--- Begin Quoted text ---

183.  BERRIGAN, Ted.  The Sonnets.  Cover by Joe Brainard.  N.Y.:  “C”, 1964.  One of 300 copies, this copy is unnumbered.  Early cut-up technology and a cornerstone of the modern movement.  Stapled wrappers.  $30.00

Manufactured and/or readymade bricks (lines) placed in a wall (poem) through the chicks (holes) of which light (joy) occasionally shines.  – T.C.
There is a lot of interesting stuff going on in this short entry.  The most arresting is the price.  A similar copy of The Sonnets is now easily a thousand dollar book.  That is a compound annual growth rate of 11.21%.  Now I do not know much of anything about investing, except for the fact that I have been pretty adamant that collecting rare books is not a good one.  Well, I talked to my brother who does this accounting shit for a living and he assures me that five to ten percent is solid.  Hey, I am willing to be convinced.

In any case, Berrigan’s reputation is still solid 30-odd years later as The Sonnets is still a foundational text.  I was happy to see Richard Aaron acknowledge Burroughs’s influence on Berrigan and Tom Clark’s blurb referencing Duchamp provides a little joy.  I love to see Burroughs and Duchamp linked up.

Of far more interest to me than the above, is the fact that Aaron was selling an unnumbered copy.  In all my years of collecting I have seen far, far more unnumbered copies than numbered.  In fact I am having trouble right now recalling that last numbered copy I saw.  Probably in the James Jaffe catalog on the Tulsa School.  Every bookseller throws around the fact that there are 300 numbered copies but is that really true.  I was talking to Brian Cassidy about this and he has rarely seen a numbered copy.  It is interesting that this was the case over 30 years ago.  Were 300 copies actually numbered?  How many unnumbered were run off?  Should the unnumbered copies be considered a second printing?  Or did Berrigan just print copies whenever he needed to make the rent?

--- End Quoted text ---

- **Exercise brief**
Write the next part of the commentary on Ted Berrigan's The Sonnets, picking up right after its last sentence.

--- Begin Entries shown ---

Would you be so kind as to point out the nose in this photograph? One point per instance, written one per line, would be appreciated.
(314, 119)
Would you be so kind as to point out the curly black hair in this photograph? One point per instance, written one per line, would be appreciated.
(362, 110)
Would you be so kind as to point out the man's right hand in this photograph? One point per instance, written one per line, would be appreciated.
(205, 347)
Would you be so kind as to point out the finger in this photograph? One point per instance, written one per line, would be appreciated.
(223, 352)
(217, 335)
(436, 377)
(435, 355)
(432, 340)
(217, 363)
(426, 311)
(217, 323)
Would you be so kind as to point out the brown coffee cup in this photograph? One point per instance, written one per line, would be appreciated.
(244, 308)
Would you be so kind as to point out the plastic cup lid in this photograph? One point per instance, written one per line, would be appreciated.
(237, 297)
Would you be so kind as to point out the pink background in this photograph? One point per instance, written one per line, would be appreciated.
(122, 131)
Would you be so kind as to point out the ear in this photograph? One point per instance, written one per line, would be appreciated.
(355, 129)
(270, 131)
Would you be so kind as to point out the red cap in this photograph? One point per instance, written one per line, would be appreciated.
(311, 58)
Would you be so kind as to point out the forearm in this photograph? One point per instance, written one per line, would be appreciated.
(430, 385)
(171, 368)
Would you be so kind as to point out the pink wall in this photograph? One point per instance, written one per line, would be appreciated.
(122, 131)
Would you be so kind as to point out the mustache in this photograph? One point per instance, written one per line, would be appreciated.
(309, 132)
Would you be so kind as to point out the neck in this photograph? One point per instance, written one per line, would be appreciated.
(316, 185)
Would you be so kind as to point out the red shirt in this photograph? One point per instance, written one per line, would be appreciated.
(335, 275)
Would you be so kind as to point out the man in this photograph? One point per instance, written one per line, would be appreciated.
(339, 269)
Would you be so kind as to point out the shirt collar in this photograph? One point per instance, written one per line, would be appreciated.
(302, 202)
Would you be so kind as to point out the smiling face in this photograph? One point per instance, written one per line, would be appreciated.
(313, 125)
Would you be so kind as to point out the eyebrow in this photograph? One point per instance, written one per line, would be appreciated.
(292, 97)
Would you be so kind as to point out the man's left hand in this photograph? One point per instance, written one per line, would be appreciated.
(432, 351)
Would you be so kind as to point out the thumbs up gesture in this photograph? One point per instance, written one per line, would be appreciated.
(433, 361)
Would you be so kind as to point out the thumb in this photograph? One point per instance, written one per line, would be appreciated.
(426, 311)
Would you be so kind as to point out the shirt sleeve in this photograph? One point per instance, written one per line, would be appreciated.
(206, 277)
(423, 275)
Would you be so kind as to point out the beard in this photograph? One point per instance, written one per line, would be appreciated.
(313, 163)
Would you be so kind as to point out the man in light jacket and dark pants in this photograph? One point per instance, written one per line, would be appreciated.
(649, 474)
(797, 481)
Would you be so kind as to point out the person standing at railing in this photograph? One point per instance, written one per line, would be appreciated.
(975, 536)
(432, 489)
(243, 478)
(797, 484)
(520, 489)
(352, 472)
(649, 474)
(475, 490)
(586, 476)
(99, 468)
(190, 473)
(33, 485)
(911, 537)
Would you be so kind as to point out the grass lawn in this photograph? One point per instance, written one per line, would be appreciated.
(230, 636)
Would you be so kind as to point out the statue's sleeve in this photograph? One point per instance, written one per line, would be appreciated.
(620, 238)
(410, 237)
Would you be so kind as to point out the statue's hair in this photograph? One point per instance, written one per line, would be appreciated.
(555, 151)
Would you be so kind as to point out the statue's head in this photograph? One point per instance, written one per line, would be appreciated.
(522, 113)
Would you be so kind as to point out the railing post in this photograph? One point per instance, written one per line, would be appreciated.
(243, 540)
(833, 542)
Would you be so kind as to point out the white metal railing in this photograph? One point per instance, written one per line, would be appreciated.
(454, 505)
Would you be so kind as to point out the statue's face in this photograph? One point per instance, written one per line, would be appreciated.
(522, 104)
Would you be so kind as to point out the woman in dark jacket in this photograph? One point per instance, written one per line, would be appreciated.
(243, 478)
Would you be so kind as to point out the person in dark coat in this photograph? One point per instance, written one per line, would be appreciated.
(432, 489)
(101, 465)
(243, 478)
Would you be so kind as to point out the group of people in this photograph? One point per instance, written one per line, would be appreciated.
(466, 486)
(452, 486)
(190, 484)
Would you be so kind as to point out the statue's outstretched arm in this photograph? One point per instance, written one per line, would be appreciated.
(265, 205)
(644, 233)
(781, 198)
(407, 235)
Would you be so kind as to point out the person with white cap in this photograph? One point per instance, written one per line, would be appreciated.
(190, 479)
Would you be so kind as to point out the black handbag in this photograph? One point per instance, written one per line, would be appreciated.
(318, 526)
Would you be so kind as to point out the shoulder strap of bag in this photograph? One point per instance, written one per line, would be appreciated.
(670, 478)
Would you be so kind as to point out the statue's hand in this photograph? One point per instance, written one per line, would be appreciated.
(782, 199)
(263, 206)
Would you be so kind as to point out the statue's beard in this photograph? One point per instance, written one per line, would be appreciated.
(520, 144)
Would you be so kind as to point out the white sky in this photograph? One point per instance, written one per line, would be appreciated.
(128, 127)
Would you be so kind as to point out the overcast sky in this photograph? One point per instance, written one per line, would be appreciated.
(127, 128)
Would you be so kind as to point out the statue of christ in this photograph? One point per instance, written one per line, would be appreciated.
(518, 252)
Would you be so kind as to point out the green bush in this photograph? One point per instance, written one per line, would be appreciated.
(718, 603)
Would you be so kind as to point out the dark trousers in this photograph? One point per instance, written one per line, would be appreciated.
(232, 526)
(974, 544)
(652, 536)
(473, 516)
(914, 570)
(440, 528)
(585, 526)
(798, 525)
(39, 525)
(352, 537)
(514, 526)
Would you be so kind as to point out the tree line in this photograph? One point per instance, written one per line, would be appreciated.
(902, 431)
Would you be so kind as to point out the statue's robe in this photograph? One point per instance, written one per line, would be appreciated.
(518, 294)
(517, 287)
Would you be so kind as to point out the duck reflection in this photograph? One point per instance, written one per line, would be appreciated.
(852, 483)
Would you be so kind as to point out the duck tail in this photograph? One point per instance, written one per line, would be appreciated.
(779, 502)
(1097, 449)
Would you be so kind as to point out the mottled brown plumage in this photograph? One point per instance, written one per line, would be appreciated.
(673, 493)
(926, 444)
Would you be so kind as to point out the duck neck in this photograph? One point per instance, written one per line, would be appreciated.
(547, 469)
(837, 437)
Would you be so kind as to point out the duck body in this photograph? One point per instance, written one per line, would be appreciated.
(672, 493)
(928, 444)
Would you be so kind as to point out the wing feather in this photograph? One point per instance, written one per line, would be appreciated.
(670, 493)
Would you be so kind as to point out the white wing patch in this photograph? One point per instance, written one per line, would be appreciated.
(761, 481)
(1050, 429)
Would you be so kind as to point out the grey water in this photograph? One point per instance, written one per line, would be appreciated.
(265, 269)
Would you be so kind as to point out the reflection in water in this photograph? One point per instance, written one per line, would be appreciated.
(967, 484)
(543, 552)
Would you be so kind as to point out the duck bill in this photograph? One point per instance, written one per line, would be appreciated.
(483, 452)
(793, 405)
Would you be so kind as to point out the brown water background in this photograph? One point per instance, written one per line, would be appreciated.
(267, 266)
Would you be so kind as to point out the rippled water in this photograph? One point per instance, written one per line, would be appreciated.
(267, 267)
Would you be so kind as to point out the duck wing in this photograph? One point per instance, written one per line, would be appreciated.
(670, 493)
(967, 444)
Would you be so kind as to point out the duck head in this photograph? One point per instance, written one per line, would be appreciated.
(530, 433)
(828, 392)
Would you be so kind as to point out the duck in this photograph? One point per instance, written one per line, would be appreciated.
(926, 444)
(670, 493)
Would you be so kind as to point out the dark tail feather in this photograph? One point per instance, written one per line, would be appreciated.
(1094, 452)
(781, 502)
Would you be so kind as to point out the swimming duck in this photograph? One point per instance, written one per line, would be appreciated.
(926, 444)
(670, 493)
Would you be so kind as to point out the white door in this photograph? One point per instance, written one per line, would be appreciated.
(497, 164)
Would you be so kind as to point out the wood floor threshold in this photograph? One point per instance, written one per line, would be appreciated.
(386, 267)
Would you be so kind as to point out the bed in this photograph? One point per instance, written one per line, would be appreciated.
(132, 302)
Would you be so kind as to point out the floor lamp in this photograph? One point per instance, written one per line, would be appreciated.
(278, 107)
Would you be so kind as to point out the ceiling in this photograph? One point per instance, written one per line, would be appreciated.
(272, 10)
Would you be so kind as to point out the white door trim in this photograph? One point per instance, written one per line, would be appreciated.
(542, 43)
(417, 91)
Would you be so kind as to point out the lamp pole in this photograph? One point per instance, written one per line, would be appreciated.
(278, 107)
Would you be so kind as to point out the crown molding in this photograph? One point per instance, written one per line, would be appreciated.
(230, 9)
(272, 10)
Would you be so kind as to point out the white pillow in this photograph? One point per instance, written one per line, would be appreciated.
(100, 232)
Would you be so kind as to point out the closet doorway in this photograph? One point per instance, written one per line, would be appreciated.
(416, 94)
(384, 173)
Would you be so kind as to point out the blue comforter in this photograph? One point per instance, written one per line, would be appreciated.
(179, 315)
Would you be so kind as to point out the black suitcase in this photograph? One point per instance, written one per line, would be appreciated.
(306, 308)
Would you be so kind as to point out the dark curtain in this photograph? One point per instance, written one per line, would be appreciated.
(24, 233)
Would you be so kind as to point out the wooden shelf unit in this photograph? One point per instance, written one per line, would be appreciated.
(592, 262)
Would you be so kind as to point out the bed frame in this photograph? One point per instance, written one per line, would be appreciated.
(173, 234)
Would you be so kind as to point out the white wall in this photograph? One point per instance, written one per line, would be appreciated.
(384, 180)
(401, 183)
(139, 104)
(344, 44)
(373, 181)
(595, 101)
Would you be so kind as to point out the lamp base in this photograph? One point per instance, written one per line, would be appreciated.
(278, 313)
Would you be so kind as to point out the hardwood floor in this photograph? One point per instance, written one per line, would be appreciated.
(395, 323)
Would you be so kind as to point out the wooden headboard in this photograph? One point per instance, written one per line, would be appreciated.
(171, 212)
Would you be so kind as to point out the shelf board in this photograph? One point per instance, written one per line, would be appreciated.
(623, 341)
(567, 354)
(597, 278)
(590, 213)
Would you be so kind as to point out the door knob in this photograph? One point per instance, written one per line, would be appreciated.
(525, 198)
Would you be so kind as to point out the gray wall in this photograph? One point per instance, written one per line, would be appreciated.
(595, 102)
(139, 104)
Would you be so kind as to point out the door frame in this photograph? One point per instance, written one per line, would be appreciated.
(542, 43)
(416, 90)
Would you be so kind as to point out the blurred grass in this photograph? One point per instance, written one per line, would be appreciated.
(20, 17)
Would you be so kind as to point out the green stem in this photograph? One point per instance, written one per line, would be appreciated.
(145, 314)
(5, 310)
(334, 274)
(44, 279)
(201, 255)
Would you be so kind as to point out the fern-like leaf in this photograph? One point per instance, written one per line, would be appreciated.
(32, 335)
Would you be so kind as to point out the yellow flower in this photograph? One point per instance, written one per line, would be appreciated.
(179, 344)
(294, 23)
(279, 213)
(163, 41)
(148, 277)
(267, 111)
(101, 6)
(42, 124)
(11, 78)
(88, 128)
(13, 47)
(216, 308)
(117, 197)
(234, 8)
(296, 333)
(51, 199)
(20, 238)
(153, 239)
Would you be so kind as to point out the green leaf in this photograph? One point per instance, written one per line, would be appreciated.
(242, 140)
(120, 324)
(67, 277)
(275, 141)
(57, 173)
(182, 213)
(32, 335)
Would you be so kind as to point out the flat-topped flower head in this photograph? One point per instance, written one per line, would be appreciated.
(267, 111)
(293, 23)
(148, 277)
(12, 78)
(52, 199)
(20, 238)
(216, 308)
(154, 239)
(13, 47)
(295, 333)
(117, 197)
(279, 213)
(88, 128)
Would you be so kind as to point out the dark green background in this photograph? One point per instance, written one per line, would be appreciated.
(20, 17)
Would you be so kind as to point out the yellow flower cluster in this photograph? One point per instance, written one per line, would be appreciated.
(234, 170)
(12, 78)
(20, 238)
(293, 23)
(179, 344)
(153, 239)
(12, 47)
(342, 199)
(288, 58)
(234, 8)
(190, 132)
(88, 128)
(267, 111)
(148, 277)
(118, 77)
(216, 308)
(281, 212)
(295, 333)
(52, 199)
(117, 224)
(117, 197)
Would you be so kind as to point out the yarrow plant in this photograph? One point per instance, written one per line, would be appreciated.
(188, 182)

--- End Entries shown ---

- **The response**
Speaking of speaking with Brian Cassidy.  We were hashing out which issue of Fuck You, a magazine of the arts is the rarest.  One we came up with might surprise you.  Here is Richard Aaron’s entry:

1582.  (SANDERS, Ed.).  Fuck You/A Magazine of the Arts.  N.Y.:  Fuck You Press, 1962-1965.  Offered here are Issues 1, 3-4, No. 5, Vol. 2-Vol.4 & Vol. 6-Vol.9.  Thus lacking three issues.  This set with the very scarce Warhol Couch cover to Vol. 9 (sic; it is Vol. 8).  The ultimate of what underground little press publishing was all about.  An AM Here Absolute Must!  Stapled wraps. (10 issues of 13)  $325

Along with its Lower East Side companion mag, Ted Berrigan’s “C”, Ed Sanders’ “Fuck You/A Magazine of the Arts” is the primary document of the Sixties mimeograph explosion.  It contains peace, love, myth, yuks, porn, art, and much interesting literature, adding up to a “total assault on the culture.”  Contributors include Burroughs, Ginsberg, Berrigan, Corso, Auden, McClure, Jones, Huncke, Olson, Wieners, Whalen, Creeley, etc., etc. – T.C.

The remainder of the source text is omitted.